* Task brief *
Only one stretch of the listing below is wanted. Give it again exactly, from the line with "Target: dark hair woman in crowd" through the line with "Target: sign with letters 'co'".

□ □ □

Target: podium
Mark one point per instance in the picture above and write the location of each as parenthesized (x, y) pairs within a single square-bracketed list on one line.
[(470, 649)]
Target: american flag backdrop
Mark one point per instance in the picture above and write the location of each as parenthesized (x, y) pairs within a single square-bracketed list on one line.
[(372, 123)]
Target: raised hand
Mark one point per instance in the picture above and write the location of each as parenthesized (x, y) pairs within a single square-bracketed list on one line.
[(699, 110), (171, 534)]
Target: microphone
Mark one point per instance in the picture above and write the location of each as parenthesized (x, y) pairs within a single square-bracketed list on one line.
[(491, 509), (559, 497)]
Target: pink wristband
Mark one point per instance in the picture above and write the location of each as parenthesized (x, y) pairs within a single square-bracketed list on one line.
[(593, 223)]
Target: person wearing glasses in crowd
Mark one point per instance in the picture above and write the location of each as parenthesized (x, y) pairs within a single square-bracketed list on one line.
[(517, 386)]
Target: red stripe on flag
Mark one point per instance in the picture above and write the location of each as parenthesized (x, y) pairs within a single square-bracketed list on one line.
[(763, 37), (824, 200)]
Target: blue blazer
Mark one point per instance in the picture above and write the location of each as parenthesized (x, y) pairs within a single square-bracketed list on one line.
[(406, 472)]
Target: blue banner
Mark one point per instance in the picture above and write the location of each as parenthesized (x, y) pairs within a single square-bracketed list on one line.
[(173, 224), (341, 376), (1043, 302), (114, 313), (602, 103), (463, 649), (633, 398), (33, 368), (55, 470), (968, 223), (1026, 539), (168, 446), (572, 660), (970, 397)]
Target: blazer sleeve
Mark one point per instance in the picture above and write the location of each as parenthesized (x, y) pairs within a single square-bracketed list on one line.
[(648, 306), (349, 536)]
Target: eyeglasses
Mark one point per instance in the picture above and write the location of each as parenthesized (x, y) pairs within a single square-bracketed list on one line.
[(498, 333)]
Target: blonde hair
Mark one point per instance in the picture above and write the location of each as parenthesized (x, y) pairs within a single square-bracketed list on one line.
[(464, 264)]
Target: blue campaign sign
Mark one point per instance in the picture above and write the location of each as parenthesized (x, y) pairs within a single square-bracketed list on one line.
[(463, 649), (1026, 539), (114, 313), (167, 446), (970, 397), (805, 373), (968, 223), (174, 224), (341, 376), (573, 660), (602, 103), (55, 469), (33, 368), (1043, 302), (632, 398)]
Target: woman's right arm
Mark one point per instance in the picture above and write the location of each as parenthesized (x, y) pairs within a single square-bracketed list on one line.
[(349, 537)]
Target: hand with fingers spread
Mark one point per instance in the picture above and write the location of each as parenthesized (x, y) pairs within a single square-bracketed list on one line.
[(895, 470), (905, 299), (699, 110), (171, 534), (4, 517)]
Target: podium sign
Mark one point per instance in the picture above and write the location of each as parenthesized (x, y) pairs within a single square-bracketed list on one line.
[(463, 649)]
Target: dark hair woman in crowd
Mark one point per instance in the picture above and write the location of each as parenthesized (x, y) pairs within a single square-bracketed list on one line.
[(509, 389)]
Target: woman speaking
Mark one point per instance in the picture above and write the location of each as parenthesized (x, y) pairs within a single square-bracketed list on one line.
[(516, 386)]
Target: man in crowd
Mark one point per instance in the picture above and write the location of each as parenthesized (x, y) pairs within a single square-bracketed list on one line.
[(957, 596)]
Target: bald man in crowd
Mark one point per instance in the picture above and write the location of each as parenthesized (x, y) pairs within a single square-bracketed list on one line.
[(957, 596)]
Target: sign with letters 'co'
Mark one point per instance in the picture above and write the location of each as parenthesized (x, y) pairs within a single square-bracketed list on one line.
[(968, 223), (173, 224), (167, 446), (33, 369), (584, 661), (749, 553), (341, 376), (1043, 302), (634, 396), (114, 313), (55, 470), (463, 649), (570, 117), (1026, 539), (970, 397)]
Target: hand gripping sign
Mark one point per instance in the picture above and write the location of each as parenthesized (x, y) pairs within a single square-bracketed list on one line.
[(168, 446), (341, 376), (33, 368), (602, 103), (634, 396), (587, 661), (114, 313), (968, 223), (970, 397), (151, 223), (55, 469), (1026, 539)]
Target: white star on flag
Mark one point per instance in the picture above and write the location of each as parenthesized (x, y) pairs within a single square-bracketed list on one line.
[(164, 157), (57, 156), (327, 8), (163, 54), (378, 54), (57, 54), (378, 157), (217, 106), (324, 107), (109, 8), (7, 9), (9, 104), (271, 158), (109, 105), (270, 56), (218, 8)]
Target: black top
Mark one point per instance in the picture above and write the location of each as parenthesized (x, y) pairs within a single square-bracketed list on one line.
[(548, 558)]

□ □ □

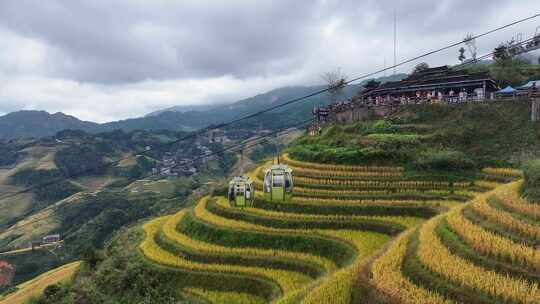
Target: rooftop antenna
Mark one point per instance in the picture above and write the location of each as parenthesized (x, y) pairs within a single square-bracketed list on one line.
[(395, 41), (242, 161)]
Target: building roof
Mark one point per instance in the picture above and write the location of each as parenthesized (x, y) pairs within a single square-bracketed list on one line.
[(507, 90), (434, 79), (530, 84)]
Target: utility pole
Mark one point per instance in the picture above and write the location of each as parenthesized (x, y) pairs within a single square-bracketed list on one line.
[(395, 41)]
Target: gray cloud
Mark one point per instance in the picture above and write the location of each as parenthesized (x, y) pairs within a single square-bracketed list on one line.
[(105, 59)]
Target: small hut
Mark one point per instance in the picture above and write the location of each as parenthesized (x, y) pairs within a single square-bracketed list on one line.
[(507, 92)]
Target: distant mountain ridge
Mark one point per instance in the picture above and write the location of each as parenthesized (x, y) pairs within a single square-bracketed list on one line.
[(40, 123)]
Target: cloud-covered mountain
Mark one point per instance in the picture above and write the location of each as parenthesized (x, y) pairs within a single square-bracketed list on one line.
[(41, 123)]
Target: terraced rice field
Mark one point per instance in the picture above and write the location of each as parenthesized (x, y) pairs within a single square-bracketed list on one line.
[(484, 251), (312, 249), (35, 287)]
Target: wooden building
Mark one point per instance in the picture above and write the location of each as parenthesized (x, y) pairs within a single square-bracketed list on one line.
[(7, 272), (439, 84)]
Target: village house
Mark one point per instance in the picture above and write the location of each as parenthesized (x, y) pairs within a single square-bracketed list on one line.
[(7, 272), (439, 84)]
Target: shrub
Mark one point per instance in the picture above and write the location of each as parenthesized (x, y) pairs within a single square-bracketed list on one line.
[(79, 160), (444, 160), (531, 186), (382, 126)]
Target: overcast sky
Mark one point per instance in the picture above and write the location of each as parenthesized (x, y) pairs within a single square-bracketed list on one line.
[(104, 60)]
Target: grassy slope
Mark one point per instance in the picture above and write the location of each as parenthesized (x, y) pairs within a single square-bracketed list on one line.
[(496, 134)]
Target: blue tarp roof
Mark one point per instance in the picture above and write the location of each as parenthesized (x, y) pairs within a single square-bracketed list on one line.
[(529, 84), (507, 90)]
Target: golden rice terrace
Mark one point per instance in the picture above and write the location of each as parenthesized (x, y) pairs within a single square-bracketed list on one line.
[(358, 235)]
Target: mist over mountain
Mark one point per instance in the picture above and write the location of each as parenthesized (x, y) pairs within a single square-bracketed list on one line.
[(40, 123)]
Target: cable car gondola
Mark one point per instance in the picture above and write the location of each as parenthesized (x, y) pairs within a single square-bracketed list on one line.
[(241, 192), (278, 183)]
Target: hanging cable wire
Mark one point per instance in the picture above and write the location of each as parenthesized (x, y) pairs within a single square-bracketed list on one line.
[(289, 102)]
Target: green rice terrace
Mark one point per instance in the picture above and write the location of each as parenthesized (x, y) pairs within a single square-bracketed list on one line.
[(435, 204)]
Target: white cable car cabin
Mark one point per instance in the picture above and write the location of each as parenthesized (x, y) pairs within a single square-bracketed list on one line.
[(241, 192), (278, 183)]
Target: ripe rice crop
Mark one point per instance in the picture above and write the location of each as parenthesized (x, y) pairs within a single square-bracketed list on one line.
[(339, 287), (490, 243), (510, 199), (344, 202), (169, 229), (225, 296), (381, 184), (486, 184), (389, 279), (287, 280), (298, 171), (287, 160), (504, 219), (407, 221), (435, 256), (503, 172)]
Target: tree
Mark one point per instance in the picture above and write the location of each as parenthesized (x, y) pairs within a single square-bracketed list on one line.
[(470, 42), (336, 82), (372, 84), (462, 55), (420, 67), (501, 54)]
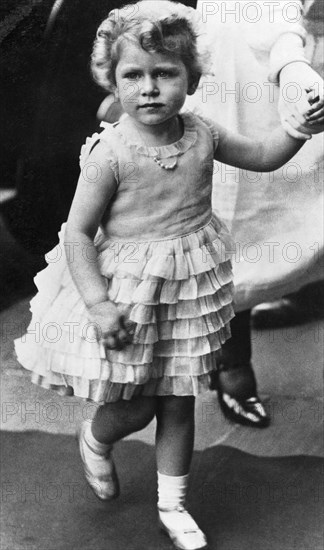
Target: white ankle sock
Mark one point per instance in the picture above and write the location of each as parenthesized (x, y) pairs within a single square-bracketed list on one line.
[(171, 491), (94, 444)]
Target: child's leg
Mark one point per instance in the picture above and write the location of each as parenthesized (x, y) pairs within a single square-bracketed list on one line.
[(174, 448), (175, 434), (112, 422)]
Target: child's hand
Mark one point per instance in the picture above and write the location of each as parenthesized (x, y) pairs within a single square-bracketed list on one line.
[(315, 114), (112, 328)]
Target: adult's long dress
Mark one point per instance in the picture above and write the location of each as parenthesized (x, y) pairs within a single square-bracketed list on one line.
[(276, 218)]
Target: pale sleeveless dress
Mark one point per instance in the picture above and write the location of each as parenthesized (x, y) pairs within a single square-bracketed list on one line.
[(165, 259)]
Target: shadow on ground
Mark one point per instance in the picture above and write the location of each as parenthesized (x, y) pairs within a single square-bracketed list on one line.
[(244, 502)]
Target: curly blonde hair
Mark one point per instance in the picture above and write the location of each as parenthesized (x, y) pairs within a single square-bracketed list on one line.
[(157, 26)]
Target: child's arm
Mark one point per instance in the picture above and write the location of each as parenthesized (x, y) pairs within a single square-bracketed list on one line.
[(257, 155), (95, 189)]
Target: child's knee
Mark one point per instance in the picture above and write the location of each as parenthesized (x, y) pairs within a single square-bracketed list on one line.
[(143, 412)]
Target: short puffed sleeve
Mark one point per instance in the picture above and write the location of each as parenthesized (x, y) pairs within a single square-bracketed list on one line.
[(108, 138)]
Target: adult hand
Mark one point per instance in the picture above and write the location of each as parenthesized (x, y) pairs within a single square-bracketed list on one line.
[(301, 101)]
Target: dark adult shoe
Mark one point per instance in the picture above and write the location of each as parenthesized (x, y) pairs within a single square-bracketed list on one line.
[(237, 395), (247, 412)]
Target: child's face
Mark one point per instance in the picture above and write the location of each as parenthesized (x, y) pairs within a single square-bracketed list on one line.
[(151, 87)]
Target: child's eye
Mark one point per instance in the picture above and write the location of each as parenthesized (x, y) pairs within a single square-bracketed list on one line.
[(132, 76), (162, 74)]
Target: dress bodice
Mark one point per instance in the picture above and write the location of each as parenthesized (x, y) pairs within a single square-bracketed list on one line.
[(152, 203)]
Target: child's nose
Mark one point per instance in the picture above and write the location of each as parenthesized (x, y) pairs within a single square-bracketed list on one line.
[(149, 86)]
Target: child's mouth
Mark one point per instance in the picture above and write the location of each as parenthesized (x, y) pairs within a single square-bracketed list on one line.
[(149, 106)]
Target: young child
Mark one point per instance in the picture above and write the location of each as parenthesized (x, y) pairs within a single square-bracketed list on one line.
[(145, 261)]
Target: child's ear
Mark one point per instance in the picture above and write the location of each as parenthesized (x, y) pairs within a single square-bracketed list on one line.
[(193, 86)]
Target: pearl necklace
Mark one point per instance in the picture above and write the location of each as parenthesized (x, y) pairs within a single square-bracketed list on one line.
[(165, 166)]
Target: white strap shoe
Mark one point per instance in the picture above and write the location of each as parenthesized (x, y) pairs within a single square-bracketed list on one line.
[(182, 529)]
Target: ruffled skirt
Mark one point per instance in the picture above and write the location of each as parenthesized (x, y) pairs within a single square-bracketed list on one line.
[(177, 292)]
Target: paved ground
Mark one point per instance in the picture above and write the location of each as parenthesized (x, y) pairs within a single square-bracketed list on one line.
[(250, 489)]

□ □ □

* Solution to the exercise *
Target: dark hair woman in crowd
Mark one point per instance in the picture above and write the location of each as parenthesized (x, y) pairs within a single square-bracketed list on one line.
[(509, 389)]
Target: woman speaking
Mark one point per instance in the picture above and write the location of each as parenthesized (x, y) pairs within a single square-bracketed list on one line.
[(516, 386)]
Target: man in crowd
Mark one point per instance in the picture above and write the location of each as parenthesized (x, y) pairs within a single square-bracketed list on one line.
[(957, 596)]
Target: bald man in crowd
Mark one point per instance in the picture above and write the location of each as parenthesized (x, y) pairs within a single square-bracketed list on one line.
[(957, 596)]
Target: sign with letters 'co'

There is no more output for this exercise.